Convert the data from the line with "I need to find the fireplace screen" up to and including the line with "47;221;154;291" into a two-column CSV with the headers input and output. Give each entry one row, with its wording under input and its answer under output, put every field in quotation marks, and replace line breaks with spaces.

(A run of data)
== == ==

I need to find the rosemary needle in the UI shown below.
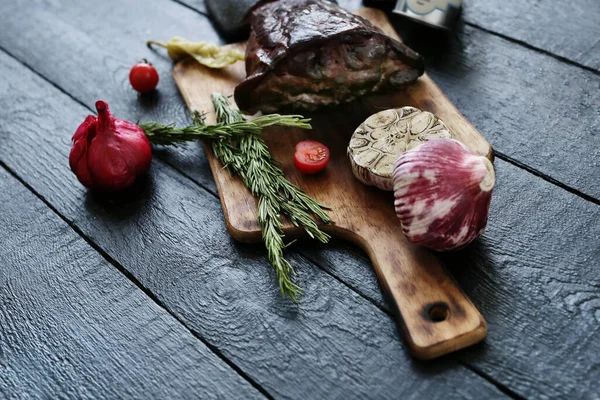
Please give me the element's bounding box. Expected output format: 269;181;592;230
212;93;330;301
139;93;330;302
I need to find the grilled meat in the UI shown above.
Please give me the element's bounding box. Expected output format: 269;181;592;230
235;0;424;113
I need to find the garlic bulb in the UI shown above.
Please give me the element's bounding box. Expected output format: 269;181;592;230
348;107;452;191
393;139;495;251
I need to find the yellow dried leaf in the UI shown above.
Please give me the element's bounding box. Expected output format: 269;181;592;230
148;37;245;68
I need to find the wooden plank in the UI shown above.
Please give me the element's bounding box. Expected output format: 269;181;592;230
464;0;600;70
0;0;600;199
0;49;504;399
0;0;593;396
0;168;263;399
190;0;600;70
173;8;493;359
394;20;600;199
306;159;600;399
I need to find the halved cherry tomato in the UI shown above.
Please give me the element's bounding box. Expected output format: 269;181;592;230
129;60;158;93
294;140;329;174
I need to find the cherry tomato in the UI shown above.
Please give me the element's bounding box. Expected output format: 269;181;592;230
294;140;329;174
129;61;158;93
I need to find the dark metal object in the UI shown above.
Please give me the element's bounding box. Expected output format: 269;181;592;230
364;0;462;29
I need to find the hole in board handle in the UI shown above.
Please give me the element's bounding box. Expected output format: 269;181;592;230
425;302;450;322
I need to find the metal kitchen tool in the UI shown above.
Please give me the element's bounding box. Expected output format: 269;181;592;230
365;0;462;29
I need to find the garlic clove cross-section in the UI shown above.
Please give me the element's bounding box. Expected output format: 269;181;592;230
393;139;495;251
348;107;452;191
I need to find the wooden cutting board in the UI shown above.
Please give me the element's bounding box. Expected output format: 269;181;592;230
173;8;493;359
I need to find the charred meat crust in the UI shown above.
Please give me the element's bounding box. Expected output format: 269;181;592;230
235;0;424;113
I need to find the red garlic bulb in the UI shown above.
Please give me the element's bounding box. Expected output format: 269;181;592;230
393;139;495;251
69;100;152;190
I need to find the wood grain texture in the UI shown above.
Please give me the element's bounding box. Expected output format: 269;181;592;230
0;47;505;399
0;0;600;199
179;0;600;199
464;0;600;70
173;8;492;359
304;159;600;399
0;1;598;398
190;0;600;70
0;168;264;399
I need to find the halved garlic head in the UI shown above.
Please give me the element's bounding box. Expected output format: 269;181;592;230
393;139;496;251
348;107;452;190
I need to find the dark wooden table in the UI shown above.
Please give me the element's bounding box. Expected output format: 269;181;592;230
0;0;600;399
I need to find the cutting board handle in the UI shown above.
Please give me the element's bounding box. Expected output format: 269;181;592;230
358;227;487;359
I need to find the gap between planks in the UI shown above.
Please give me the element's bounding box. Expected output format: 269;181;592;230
0;160;274;400
0;35;600;399
464;21;600;75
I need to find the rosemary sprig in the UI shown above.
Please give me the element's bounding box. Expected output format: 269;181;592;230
140;114;311;145
139;93;330;302
207;93;330;301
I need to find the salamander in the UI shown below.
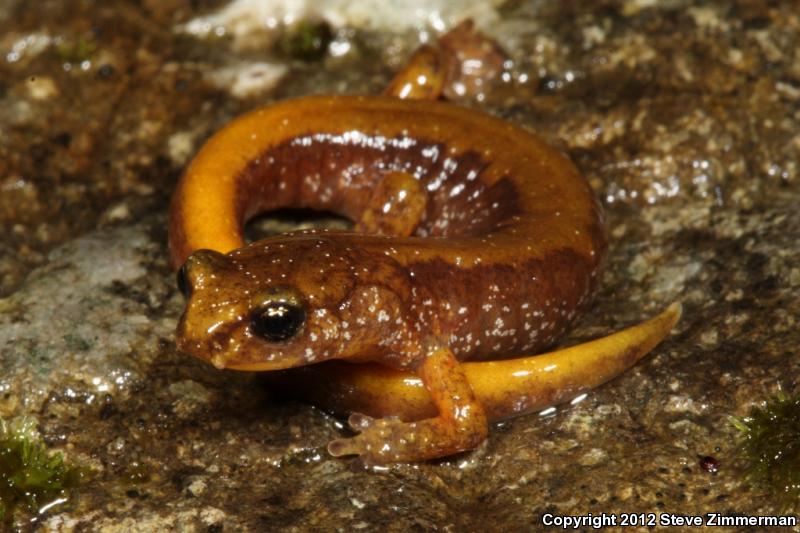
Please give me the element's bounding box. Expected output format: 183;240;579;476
169;21;680;463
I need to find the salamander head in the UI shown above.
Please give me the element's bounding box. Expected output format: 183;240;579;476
177;237;412;370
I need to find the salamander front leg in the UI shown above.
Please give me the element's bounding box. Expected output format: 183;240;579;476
328;348;488;464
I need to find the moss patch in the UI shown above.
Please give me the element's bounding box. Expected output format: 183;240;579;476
0;418;84;526
733;393;800;510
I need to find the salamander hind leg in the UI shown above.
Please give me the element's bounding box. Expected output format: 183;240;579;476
328;348;488;464
355;172;428;237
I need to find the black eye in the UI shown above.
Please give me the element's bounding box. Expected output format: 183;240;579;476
175;263;191;298
250;302;306;342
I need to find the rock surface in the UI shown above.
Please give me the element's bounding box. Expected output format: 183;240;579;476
0;0;800;531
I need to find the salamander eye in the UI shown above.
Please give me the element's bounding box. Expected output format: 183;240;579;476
175;263;191;298
250;302;306;342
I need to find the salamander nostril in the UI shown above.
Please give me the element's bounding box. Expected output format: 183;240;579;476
175;263;191;298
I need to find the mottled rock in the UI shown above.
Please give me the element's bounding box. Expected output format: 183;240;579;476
0;0;800;531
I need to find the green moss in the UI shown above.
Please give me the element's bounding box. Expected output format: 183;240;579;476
0;418;84;529
733;392;800;510
280;20;333;61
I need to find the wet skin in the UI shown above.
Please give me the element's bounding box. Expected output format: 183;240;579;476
170;22;680;463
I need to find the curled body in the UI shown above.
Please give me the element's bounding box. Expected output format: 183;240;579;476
171;97;605;370
169;23;680;463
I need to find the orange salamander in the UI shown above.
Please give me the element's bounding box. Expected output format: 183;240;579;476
169;21;680;463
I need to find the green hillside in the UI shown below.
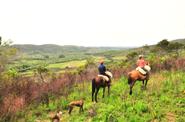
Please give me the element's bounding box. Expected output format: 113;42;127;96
171;39;185;44
15;72;185;122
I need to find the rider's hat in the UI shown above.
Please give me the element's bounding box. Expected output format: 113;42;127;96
100;59;104;64
139;55;144;58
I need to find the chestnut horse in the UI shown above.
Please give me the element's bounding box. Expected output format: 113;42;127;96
128;70;149;95
92;76;111;102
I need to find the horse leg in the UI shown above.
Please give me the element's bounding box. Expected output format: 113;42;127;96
141;80;145;90
92;91;94;102
92;79;96;101
102;87;105;98
95;87;100;102
129;81;135;95
145;80;148;89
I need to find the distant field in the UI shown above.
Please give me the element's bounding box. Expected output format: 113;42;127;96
47;60;86;69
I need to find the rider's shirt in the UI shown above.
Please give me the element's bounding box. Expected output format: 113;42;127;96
137;59;146;68
98;64;106;75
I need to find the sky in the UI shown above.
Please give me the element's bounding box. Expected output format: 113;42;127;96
0;0;185;47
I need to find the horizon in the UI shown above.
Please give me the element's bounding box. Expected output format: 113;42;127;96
0;0;185;47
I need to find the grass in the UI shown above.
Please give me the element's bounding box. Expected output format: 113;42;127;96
14;71;185;122
47;60;86;69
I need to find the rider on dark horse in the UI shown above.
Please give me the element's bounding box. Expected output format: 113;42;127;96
136;55;149;76
98;60;110;82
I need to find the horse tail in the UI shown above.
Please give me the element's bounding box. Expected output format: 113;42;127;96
128;73;132;84
92;78;95;93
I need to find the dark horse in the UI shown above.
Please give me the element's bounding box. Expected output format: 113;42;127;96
92;76;111;102
128;70;150;95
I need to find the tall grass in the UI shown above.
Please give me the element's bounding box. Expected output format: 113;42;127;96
12;71;185;122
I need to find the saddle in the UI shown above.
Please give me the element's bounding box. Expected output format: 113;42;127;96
136;65;151;75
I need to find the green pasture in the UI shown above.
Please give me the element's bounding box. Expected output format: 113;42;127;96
16;72;185;122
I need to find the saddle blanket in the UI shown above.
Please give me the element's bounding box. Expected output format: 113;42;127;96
136;66;151;75
98;71;113;81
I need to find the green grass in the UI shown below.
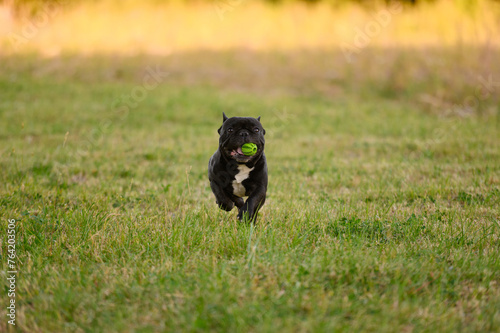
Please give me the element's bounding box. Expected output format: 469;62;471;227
0;51;500;332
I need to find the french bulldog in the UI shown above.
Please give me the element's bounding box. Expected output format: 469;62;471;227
208;113;267;223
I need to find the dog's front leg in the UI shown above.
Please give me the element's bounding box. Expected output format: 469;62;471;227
238;190;266;223
210;180;234;212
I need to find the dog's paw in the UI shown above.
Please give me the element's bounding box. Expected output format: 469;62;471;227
238;209;254;223
217;201;234;212
234;198;245;208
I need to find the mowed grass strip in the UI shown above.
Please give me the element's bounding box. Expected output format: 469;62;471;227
0;50;500;332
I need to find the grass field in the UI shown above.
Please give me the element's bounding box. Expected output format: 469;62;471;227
0;0;500;332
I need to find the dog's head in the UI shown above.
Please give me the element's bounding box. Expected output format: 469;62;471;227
218;113;266;163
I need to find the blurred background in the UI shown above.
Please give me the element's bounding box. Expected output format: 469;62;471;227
0;0;500;110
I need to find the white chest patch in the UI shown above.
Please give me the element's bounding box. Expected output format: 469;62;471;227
233;164;254;198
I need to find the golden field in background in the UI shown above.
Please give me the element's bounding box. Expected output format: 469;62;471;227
0;0;500;56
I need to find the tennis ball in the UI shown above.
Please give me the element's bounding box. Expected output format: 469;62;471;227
241;143;257;156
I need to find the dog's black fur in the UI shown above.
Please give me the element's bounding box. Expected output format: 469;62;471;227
208;113;267;222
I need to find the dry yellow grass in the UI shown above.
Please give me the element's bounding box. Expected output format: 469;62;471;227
0;0;500;56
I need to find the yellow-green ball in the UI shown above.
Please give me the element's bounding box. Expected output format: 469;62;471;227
241;143;257;156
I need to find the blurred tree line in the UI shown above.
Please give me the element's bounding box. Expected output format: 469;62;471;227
0;0;452;7
0;0;494;13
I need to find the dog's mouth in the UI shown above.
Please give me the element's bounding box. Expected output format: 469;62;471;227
226;146;260;163
231;147;245;157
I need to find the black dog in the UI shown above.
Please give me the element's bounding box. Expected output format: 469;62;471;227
208;113;267;222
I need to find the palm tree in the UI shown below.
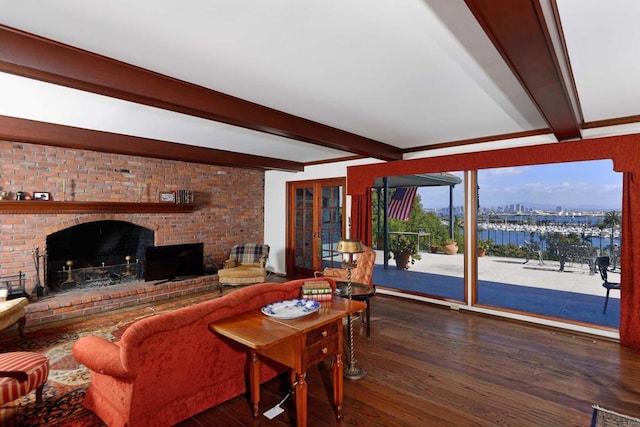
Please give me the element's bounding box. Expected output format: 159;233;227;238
602;211;622;255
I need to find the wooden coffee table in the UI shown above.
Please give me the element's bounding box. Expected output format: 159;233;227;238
209;298;366;427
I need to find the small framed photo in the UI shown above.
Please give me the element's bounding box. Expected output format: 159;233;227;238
33;191;51;200
160;191;176;203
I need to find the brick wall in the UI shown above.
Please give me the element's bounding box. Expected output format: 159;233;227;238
0;141;264;290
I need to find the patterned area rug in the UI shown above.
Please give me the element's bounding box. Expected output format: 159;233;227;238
591;405;640;427
0;296;199;427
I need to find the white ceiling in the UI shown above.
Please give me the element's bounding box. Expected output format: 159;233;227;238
0;0;640;169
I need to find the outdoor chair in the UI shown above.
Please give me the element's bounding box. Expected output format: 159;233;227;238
596;256;620;314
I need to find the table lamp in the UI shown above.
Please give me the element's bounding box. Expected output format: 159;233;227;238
336;239;367;380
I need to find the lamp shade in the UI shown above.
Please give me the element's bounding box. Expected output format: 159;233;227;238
336;239;364;254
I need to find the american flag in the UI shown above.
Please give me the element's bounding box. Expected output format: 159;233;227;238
388;187;416;221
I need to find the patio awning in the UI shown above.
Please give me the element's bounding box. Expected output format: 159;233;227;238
373;172;462;270
373;172;462;188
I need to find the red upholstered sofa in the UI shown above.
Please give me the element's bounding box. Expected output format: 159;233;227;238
73;279;335;427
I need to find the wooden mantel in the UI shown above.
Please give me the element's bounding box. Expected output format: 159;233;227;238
0;200;195;214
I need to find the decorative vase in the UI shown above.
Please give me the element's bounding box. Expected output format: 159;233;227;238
395;252;411;270
442;242;458;255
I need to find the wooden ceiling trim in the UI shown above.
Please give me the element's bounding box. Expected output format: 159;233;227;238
0;115;304;172
404;128;551;153
0;26;402;160
465;0;582;141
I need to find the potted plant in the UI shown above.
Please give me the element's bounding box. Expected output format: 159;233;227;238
389;236;422;270
478;239;493;257
442;239;458;255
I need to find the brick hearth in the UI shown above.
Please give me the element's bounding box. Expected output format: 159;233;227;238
25;275;219;327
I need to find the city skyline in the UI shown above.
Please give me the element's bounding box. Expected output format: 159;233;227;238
418;160;622;211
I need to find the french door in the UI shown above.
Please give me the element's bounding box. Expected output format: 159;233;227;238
287;178;345;277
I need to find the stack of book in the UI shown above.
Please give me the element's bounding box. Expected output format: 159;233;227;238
302;280;333;301
176;190;193;203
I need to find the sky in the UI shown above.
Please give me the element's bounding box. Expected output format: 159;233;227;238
418;160;622;210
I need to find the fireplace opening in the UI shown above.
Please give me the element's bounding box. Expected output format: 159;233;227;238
46;220;154;291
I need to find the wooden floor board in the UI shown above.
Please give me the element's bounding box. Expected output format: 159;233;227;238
17;295;640;427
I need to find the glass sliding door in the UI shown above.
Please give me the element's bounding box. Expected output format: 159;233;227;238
287;178;345;277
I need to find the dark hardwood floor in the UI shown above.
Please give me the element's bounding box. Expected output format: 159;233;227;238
0;290;640;427
180;295;640;427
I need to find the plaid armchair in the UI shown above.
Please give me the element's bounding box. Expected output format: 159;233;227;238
218;243;269;285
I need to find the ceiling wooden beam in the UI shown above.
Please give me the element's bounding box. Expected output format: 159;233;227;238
465;0;582;141
0;26;402;164
0;115;304;172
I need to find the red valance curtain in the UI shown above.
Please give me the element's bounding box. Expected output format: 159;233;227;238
350;190;373;247
620;172;640;349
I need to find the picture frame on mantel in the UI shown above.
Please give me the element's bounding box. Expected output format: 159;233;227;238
33;191;51;200
159;191;176;203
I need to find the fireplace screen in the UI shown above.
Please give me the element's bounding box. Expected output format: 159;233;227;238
47;221;154;291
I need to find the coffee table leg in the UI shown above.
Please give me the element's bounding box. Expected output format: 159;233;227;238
295;372;307;427
365;298;371;339
333;352;344;420
249;351;260;418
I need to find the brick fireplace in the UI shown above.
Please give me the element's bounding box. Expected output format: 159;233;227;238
0;141;264;322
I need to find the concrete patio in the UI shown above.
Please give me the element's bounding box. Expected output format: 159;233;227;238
374;251;620;328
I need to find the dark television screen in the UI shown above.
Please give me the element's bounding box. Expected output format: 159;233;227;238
144;243;204;281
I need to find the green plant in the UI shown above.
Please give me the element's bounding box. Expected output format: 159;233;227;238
389;236;422;264
478;239;493;251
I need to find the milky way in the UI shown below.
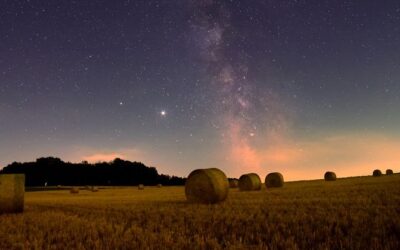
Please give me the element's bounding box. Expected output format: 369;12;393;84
0;0;400;180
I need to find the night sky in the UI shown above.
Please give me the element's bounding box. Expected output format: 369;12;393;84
0;0;400;180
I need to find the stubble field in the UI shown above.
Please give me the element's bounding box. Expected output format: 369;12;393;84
0;175;400;249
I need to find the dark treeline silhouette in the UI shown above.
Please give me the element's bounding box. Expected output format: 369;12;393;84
0;157;185;186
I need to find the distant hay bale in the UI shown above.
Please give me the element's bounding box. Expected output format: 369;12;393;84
69;187;79;194
185;168;229;204
386;169;393;175
0;174;25;214
372;169;382;177
229;179;239;188
239;173;261;191
265;172;285;188
324;171;336;181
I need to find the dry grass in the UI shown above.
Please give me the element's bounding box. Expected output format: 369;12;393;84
0;174;400;249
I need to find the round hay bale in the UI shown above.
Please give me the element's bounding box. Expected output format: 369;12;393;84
0;174;25;214
372;169;382;177
386;169;393;175
229;179;239;188
265;172;285;188
239;173;261;191
324;171;336;181
185;168;229;204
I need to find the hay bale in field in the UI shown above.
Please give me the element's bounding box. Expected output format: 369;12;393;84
386;169;393;175
265;172;285;188
69;187;79;194
372;169;382;177
324;171;336;181
185;168;229;204
0;174;25;214
239;173;261;191
229;179;239;188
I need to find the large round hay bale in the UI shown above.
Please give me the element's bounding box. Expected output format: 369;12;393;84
69;187;79;194
265;172;285;188
239;173;261;191
229;179;239;188
0;174;25;214
324;171;336;181
185;168;229;204
372;169;382;177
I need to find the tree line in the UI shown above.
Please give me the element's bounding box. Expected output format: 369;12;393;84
0;157;185;186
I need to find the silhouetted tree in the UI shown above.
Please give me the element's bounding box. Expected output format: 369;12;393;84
0;157;185;186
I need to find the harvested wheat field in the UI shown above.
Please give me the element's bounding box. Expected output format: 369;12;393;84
0;174;400;249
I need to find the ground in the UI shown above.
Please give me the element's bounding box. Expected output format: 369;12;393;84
0;175;400;249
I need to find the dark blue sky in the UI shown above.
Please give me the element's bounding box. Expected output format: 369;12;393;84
0;0;400;179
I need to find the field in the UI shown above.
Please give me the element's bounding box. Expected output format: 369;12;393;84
0;174;400;249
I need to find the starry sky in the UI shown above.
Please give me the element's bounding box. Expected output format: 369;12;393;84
0;0;400;180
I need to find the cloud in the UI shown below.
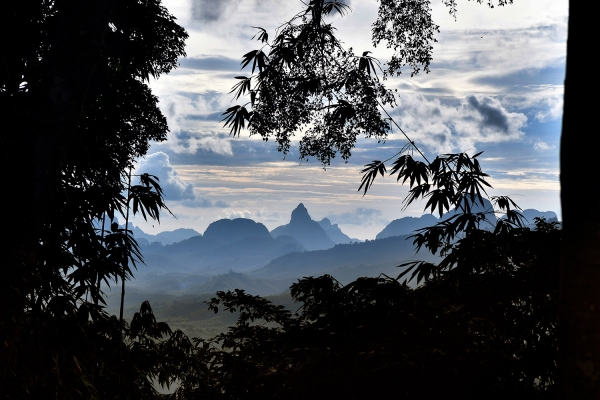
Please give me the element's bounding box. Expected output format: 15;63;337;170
179;55;240;72
218;207;281;222
159;93;233;156
533;141;556;151
535;95;564;122
392;94;527;153
137;151;229;208
192;0;241;23
327;207;388;225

== == ==

Response to this task =>
input,output
"I need to find the fireplace screen in the UI shown above. Please give me the element's bounding box. Expected output format: 159;233;227;238","47;221;154;291"